Exercise data:
=====
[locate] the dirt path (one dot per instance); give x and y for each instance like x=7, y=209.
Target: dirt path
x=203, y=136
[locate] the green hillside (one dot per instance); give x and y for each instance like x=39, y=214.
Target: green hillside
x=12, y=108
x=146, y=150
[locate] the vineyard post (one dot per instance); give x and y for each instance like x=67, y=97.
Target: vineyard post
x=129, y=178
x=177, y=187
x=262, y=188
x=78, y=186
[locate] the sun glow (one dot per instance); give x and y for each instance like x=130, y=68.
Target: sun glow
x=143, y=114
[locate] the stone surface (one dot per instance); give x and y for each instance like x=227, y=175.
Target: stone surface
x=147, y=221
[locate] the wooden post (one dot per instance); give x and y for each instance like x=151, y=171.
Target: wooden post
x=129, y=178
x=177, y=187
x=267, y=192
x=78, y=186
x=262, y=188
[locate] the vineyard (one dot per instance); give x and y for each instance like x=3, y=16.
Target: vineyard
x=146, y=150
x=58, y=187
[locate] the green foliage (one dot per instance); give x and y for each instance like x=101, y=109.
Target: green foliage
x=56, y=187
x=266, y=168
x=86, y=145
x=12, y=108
=====
Written problem: Could you edit the material above so that every "green hillside" reads "grassy slope", with all other lines left unchanged?

Exercise result:
[locate] the dirt path (one dot per instance); give x and y for each instance like x=7, y=209.
Target: dirt path
x=203, y=136
[locate] the grassy slope (one dot per instance); give x and y for each instance like x=39, y=214.
Target: grassy slope
x=12, y=108
x=146, y=150
[locate] the vineyard post (one dot per instance); give x and y for each instance like x=67, y=97.
Target: vineyard post
x=129, y=178
x=177, y=187
x=262, y=188
x=78, y=186
[locate] the sun glow (one dot per instance); give x and y for each instance like x=130, y=68.
Target: sun glow
x=143, y=114
[locate] the stone surface (one dot per instance); give x and y for each instance like x=227, y=175.
Target: stone surface
x=147, y=221
[locate] the wooden post (one dot per instance); give x and y for each instance like x=151, y=171.
Target: wooden post
x=129, y=178
x=177, y=187
x=267, y=192
x=78, y=186
x=262, y=188
[locate] the vineyard (one dot per instance); give x and y for each instance like x=3, y=16.
Target: vineyard
x=146, y=150
x=58, y=187
[locate] the green foliage (one dot per instance); give x and y for each instance like x=101, y=109.
Target: green foliage
x=56, y=187
x=266, y=168
x=86, y=145
x=12, y=108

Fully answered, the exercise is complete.